§ What you need to do
1) Using the passage about New York's courts, decide whether each statement (a), (b) and (c) agrees with it. Answer yes or no for each, and quote the words that decide it.

(a) The standard and goal for felony dispositions was six months from filing of the indictment.
(b) Personal computers were in use in the Court System in 1986.
(c) In 1991, 79% of felony dispositions statewide were achieved within the standard.
2) Carry on the passage about New York's courts from its last sentence, writing one more paragraph.

--- START Selected excerpt ---

One goal of the system of justice, of course, is to provide justice in a timely manner. Standards and goals, however generic, offered some means for judging how well or ill the courts were doing in achieving this objective. These measures served both to promote understanding of the productivity of the courts and to spur innovations and greater efficiency. Standards and goals in civil cases began with a standard for the completion of judicial proceedings in the post-note-of-issue phase of the litigation (15 months from filing of the note of issue). Over the years, the measures expanded to the pre-note-of-issue phase as the courts sought to make progress managing cases from their early days to disposition. Standards were also created for criminal cases. Matt was able to report that, in 1991, 84 % of the felony dispositions statewide were achieved within the standard and goal, which was six months from filing of the indictment, and 79% of note-of-issue dispositions in civil cases were brought about within the 15-month standard.[5]
In regard to case management and standards and goals, too, Matt faced obstacles that needed to be overcome inasmuch as more than a few judges, staff members and attorneys, being accustomed to case management in the hands of the lawyers, were resistant to change. A major task shouldered by him, then, was to persuade the hesitant of the importance of the new direction to achievement of the goals of the courts and to the provision of a better quality of justice for all the citizens of New York State. The goal was to bring everyone on board in pursuit of this great common objective.[6]
When Matt became the Deputy Chief Administrator, the courts of the state carried on business using rotary telephones, and decisions, orders, and other documents were created on typewriters. Matt led the Court System to adopt digital technology and integrate it into the conduct of judicial business. This was the beginning of a vast sea-change for New York’s courts. In 1986, as indicated, record-keeping in the Court System began to be supported by a mainframe computer system and various local applications, but there were no personal computers in use. Later, computers were made available on a limited basis. Decisions, orders, and other documents began to be created using word processing software. Applications were provided to the courts to enable judges and court attorneys to cite-check cases and perform other tasks digitally. The authors vividly recall when a computer was placed in the library of the Supreme Court, Civil Branch, New York County at the New York County Courthouse to enable attorneys of the court to cite-check cases. As one might expect given the difficulty and drudgery of cite-checking using the red-bound hardcover Shepard’s citators (often, to cite-check a single case one had to consult a main volume, multiple supplements, and paper-bound updates), the arrival of the computer created a great stir and it was in very high demand. No one at the court realized it then (though Matt no doubt did), but that computer was a trojan horse; digital technology in time was to render the traditional law library, including the venerable library in which that machine was located, a relic of the past.

--- END Selected excerpt ---
--- START Dataset content ---

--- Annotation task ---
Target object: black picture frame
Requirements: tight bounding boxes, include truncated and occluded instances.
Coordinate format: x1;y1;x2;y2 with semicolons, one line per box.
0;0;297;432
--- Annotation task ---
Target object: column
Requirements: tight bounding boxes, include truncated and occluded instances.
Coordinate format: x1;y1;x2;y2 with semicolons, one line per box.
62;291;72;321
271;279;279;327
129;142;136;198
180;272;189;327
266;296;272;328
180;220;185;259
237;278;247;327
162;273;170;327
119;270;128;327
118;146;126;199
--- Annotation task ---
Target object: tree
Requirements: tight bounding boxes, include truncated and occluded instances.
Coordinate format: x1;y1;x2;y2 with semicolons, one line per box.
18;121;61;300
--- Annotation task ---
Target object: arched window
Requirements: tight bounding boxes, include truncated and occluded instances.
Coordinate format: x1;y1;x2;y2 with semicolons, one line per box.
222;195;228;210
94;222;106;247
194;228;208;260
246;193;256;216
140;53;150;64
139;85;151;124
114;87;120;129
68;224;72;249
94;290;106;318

--- END Dataset content ---

§ Results for each task
1)
(a) Yes: "which was six months from filing of the indictment"
(b) No: "there were no personal computers in use"
(c) No: "84 % of the felony dispositions statewide were achieved within the standard and goal"

2)
The path that Matt charted led to even greater changes and improvements in productivity in the years afterward. In time, personal computers displaced typewriters, e-mail became ubiquitous, the conduct of legal research on-line became routine and was effectuated by judges and court lawyers on individual personal computers and tablets, including remotely at night and on the weekends, and the courts made information known to the bar and the public through websites and other electronic means. Eventually, these steps led, in 1999, to the establishment by the Court System of a program for the electronic filing and service of litigation documents. This program has dramatically altered the way in which litigation is conducted in New York, the operations of the courts, and the functioning of the offices of the County Clerks across the entire state. Just as digital technology made obsolete typewriters, Shepard’s, and hard-copy case reporters, e-filing has rendered the record rooms of the County Clerks statewide largely superfluous. E-filing has greatly increased efficiency and productivity for the courts, the County Clerks, and the bar. It was Matt who, to a significant degree, first pointed the Court System to the digital pathway it was to follow and still follows today.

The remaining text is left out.